TO BE DONE - Swap "white trim" for "black trim" in the lines from the first one through the line containing "[232,117,289,260]", and reproduce only those lines with everything else left as is.

PROVIDED RECORDS -
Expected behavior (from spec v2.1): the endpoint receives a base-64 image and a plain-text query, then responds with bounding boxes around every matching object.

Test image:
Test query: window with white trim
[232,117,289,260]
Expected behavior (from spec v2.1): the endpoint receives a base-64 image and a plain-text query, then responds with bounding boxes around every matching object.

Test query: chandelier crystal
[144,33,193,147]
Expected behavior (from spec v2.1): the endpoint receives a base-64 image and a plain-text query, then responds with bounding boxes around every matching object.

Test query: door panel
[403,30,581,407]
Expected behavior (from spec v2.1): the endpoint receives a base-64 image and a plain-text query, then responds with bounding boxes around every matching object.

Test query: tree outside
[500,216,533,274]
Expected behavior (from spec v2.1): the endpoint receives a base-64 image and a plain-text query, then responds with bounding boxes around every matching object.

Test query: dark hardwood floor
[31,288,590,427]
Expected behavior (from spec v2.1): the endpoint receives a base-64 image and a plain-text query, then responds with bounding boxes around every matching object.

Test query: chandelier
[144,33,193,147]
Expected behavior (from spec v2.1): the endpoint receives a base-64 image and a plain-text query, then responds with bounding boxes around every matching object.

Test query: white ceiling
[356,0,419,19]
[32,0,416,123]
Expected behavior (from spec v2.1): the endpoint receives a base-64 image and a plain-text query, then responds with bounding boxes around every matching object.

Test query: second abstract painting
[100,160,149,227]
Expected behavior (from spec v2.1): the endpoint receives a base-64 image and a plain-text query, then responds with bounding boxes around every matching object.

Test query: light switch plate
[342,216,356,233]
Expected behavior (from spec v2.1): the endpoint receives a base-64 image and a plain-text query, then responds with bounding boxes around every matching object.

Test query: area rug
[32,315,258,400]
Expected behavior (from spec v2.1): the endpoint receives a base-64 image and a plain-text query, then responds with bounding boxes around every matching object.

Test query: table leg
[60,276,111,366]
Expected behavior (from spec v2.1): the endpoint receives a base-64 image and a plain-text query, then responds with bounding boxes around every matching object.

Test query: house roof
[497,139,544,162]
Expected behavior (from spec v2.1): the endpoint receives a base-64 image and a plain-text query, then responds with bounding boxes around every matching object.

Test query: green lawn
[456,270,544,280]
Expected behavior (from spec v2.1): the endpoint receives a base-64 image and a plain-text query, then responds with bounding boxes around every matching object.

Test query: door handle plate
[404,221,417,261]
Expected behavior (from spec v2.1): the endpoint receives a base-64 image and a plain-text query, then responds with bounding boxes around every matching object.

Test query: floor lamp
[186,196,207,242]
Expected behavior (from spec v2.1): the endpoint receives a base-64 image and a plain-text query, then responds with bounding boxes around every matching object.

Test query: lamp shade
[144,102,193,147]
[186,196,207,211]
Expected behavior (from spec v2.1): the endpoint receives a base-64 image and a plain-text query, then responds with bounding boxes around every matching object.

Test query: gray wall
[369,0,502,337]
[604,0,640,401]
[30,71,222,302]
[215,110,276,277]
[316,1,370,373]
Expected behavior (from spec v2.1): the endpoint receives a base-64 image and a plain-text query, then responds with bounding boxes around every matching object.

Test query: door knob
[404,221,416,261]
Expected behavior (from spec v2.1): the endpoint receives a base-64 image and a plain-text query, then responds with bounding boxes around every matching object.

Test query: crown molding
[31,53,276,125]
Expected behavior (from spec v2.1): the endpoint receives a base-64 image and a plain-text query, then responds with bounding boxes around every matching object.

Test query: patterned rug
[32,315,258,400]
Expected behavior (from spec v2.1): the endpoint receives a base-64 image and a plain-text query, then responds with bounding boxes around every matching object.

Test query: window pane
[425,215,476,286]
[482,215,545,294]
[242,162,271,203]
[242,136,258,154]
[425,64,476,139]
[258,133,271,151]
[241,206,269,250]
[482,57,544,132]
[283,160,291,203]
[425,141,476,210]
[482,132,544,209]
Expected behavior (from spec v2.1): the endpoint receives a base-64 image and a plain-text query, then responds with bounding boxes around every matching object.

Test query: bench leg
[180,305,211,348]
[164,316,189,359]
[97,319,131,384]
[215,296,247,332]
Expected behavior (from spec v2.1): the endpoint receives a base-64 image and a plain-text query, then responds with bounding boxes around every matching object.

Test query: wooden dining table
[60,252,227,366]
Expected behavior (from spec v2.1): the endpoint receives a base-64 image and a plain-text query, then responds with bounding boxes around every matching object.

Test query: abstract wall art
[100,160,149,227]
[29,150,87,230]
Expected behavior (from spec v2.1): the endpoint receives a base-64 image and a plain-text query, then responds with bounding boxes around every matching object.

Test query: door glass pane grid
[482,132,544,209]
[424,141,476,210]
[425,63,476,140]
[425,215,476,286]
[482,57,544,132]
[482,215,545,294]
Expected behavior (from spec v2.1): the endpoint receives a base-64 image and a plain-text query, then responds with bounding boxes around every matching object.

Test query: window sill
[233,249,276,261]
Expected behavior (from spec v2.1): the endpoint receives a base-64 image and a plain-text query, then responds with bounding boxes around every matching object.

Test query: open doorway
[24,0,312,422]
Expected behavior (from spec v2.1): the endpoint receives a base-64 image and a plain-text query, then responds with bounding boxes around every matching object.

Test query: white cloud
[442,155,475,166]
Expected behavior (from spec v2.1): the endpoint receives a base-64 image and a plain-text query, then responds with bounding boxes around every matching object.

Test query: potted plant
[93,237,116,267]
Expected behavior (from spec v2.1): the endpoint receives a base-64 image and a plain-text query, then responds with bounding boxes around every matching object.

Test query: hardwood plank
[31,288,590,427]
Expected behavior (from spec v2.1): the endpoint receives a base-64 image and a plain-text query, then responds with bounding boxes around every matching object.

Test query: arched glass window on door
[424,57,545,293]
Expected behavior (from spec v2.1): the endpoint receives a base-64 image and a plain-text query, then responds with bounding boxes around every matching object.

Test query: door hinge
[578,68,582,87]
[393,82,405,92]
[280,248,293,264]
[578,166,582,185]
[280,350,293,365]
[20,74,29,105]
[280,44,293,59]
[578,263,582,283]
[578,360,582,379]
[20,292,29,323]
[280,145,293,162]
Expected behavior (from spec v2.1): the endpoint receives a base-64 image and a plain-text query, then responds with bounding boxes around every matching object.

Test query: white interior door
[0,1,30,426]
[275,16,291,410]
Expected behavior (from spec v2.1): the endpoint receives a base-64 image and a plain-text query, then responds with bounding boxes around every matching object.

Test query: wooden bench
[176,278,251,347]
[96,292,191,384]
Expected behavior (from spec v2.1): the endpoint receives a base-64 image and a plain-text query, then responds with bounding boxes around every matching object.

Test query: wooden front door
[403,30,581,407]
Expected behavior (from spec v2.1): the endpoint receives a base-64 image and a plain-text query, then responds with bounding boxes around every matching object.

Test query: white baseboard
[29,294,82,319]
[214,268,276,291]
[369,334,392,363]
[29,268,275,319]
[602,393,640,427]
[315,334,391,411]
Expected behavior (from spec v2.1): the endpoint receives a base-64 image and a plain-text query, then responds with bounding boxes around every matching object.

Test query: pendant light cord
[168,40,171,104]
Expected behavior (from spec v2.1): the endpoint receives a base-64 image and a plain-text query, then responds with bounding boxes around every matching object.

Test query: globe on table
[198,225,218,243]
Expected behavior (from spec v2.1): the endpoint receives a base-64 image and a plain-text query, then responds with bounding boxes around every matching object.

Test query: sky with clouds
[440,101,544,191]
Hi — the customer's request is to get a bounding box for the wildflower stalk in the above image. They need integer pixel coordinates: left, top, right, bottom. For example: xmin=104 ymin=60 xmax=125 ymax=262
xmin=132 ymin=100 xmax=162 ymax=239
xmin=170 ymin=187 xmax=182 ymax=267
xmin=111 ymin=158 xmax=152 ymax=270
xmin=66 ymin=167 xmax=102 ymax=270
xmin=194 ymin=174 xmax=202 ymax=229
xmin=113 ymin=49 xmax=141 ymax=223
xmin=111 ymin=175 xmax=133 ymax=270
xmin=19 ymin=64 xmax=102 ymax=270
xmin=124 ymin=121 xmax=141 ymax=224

RESULT FOR THIS TASK -
Expected behavior (from spec v2.1): the endpoint receives a base-64 image and a plain-text query, then responds with bounding boxes around every matching object.

Test image:
Test query: window with black trim
[232,117,289,260]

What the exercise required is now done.